■ WORK INSTRUCTIONS ■
Restate the data word for word. Leave the pictures out.

■ EXERCISE INPUTS ■
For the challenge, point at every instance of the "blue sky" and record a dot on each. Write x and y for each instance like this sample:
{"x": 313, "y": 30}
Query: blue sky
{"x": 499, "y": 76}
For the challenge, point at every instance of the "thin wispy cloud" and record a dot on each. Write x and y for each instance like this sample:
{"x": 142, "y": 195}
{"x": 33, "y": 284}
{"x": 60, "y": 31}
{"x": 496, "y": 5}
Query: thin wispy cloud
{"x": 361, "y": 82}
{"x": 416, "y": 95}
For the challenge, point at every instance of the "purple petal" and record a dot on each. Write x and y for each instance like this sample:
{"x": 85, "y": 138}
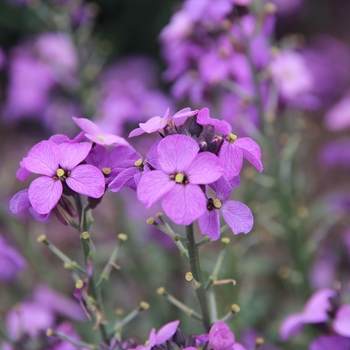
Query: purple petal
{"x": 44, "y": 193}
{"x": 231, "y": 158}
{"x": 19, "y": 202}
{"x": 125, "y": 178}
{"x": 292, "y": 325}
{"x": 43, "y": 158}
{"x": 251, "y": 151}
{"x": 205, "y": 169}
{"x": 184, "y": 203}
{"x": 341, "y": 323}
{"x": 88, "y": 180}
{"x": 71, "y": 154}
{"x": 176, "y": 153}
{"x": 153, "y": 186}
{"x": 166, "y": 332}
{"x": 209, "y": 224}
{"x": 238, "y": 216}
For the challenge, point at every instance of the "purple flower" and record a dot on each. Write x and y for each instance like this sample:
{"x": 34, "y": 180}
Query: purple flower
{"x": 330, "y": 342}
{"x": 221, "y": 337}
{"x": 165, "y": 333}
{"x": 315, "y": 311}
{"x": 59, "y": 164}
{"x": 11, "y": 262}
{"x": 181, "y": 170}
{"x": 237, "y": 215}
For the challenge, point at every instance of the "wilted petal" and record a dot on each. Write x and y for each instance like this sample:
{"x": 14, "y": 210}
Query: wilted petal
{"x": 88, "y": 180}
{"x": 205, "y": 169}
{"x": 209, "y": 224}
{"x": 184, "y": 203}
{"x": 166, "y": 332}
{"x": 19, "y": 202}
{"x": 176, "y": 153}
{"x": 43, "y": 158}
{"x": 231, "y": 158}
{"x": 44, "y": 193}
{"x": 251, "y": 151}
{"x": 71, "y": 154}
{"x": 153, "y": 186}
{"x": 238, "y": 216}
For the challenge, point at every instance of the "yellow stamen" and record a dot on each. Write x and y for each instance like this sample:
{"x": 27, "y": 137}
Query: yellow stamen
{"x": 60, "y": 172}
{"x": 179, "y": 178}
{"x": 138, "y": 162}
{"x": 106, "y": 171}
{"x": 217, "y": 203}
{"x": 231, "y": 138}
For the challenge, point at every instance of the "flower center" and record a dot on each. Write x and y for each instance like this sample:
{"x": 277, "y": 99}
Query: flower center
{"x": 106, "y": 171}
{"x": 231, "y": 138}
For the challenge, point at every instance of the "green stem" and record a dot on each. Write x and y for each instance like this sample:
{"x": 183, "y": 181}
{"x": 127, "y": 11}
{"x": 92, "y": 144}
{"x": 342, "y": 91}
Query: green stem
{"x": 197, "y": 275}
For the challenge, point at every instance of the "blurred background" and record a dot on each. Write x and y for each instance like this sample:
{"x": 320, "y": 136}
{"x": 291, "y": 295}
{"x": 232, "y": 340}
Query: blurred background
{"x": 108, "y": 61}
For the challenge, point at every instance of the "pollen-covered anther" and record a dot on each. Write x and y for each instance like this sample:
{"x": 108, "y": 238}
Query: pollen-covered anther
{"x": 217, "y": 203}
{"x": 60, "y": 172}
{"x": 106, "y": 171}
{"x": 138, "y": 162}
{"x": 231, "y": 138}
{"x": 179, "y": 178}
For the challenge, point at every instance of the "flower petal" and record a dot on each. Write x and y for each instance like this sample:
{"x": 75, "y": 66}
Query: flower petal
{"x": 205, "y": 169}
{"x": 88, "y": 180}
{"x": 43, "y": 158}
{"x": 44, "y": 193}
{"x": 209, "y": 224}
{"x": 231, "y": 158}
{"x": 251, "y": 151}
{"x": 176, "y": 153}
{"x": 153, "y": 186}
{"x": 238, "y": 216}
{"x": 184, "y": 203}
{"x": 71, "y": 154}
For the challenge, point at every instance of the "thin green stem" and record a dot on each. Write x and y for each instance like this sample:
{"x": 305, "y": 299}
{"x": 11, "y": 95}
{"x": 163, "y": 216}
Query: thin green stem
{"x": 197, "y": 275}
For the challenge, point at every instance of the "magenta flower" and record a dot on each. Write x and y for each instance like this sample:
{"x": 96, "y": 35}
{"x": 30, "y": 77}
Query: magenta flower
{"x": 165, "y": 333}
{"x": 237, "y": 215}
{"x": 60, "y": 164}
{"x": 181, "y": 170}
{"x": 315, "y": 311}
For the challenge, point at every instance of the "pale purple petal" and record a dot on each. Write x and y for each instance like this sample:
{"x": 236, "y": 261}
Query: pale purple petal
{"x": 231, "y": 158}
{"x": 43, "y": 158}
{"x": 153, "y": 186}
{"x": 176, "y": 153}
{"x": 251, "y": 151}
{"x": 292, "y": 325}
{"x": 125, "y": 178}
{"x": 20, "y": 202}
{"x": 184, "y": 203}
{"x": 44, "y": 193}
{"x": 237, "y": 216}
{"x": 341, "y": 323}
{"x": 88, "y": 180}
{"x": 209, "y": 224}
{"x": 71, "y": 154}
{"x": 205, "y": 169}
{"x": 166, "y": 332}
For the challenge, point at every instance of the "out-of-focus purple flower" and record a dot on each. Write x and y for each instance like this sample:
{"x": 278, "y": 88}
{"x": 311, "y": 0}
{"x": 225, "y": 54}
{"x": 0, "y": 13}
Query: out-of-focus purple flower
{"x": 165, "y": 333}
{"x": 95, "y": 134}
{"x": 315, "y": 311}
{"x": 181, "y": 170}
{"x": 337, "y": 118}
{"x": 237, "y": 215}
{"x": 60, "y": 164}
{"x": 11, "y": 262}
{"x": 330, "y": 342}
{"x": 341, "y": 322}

■ RESULT OF THE EXERCISE ■
For the challenge, point at every instance of the "blue sky" and record a dot on each. Write x and y for each instance like this sample:
{"x": 313, "y": 30}
Query: blue sky
{"x": 499, "y": 76}
For the challenge, point at every instance of the "thin wispy cloud" and record a dot on each. Write x and y for each instance like this sample:
{"x": 142, "y": 195}
{"x": 33, "y": 284}
{"x": 60, "y": 31}
{"x": 496, "y": 5}
Query: thin wispy cloud
{"x": 361, "y": 82}
{"x": 416, "y": 95}
For the challenge, point at every instance of the "purple petal" and record a dot on each. Write x and y for each instance like this sample:
{"x": 85, "y": 138}
Query: purple petal
{"x": 44, "y": 193}
{"x": 231, "y": 158}
{"x": 19, "y": 202}
{"x": 125, "y": 178}
{"x": 292, "y": 325}
{"x": 43, "y": 158}
{"x": 251, "y": 151}
{"x": 205, "y": 169}
{"x": 184, "y": 203}
{"x": 341, "y": 323}
{"x": 88, "y": 180}
{"x": 71, "y": 154}
{"x": 176, "y": 153}
{"x": 153, "y": 186}
{"x": 166, "y": 332}
{"x": 209, "y": 224}
{"x": 238, "y": 216}
For the challenge, point at every instance of the "purple flower" and record a dot on each. Write x and y for each instance like this sample:
{"x": 34, "y": 180}
Query: purple flower
{"x": 330, "y": 342}
{"x": 221, "y": 337}
{"x": 165, "y": 333}
{"x": 315, "y": 311}
{"x": 59, "y": 164}
{"x": 11, "y": 262}
{"x": 181, "y": 170}
{"x": 237, "y": 215}
For the challenge, point at every instance of the "wilted petal" and record a dot on each. Write x and y for each instance like this sample:
{"x": 14, "y": 210}
Query: wilted petal
{"x": 88, "y": 180}
{"x": 205, "y": 169}
{"x": 209, "y": 224}
{"x": 184, "y": 203}
{"x": 166, "y": 332}
{"x": 19, "y": 202}
{"x": 176, "y": 153}
{"x": 43, "y": 158}
{"x": 231, "y": 158}
{"x": 44, "y": 193}
{"x": 251, "y": 151}
{"x": 71, "y": 154}
{"x": 153, "y": 186}
{"x": 238, "y": 216}
For the challenge, point at every instance of the "yellow stamen" and record a dot on each. Write x and y for each instance like this sample:
{"x": 27, "y": 137}
Query: yellow stamen
{"x": 60, "y": 172}
{"x": 179, "y": 178}
{"x": 138, "y": 162}
{"x": 106, "y": 171}
{"x": 217, "y": 203}
{"x": 231, "y": 138}
For the challenge, point at every instance of the "flower center" and record a dot on each. Write x and y for each instance like this sample:
{"x": 277, "y": 99}
Query: flower center
{"x": 106, "y": 171}
{"x": 231, "y": 138}
For the challenge, point at every instance of the "green stem" and record a dot on each. Write x and y for each instance like this sample:
{"x": 183, "y": 181}
{"x": 127, "y": 11}
{"x": 92, "y": 144}
{"x": 342, "y": 91}
Query: green stem
{"x": 197, "y": 275}
For the challenge, point at every instance of the "blurred background" and record a dot on each. Write x and y for each instance like this sample:
{"x": 320, "y": 136}
{"x": 291, "y": 295}
{"x": 232, "y": 340}
Query: blurred background
{"x": 108, "y": 61}
For the challenge, point at every instance of the "pollen-covered anther" and record a dot on each. Write x and y for each instance like this sample:
{"x": 108, "y": 238}
Query: pollen-covered anther
{"x": 217, "y": 203}
{"x": 60, "y": 172}
{"x": 106, "y": 171}
{"x": 138, "y": 162}
{"x": 231, "y": 138}
{"x": 179, "y": 178}
For the challenge, point at every instance of the "flower petal" and record a dot on each. Write x and y for each instance like this sample:
{"x": 75, "y": 66}
Query: flower petal
{"x": 205, "y": 169}
{"x": 88, "y": 180}
{"x": 43, "y": 158}
{"x": 44, "y": 193}
{"x": 209, "y": 224}
{"x": 231, "y": 158}
{"x": 251, "y": 151}
{"x": 176, "y": 153}
{"x": 153, "y": 186}
{"x": 238, "y": 216}
{"x": 184, "y": 203}
{"x": 71, "y": 154}
For the challenge, point at every instance of the "thin green stem" and record a dot on each. Write x and y for each instance like this sample:
{"x": 305, "y": 299}
{"x": 11, "y": 95}
{"x": 163, "y": 216}
Query: thin green stem
{"x": 197, "y": 275}
For the challenge, point at every instance of the "magenta flower" and record a dot on each. Write x and y for each instance like this sample:
{"x": 96, "y": 35}
{"x": 30, "y": 77}
Query: magenta flower
{"x": 165, "y": 333}
{"x": 237, "y": 215}
{"x": 60, "y": 164}
{"x": 181, "y": 170}
{"x": 315, "y": 311}
For the challenge, point at every instance of the "pale purple petal" and record a dot on each. Write x and y for each instance like this sample:
{"x": 236, "y": 261}
Query: pale purple petal
{"x": 231, "y": 158}
{"x": 43, "y": 158}
{"x": 153, "y": 186}
{"x": 176, "y": 153}
{"x": 251, "y": 151}
{"x": 292, "y": 325}
{"x": 125, "y": 178}
{"x": 20, "y": 202}
{"x": 184, "y": 203}
{"x": 44, "y": 193}
{"x": 237, "y": 216}
{"x": 341, "y": 323}
{"x": 88, "y": 180}
{"x": 209, "y": 224}
{"x": 71, "y": 154}
{"x": 205, "y": 169}
{"x": 166, "y": 332}
For the challenge, point at every instance of the "out-of-focus purple flower" and record a dot on each. Write x and y for each instance like this sample:
{"x": 278, "y": 88}
{"x": 311, "y": 0}
{"x": 225, "y": 54}
{"x": 0, "y": 13}
Query: out-of-focus purple flower
{"x": 165, "y": 333}
{"x": 95, "y": 134}
{"x": 315, "y": 311}
{"x": 181, "y": 170}
{"x": 337, "y": 118}
{"x": 237, "y": 215}
{"x": 60, "y": 164}
{"x": 11, "y": 262}
{"x": 330, "y": 342}
{"x": 341, "y": 322}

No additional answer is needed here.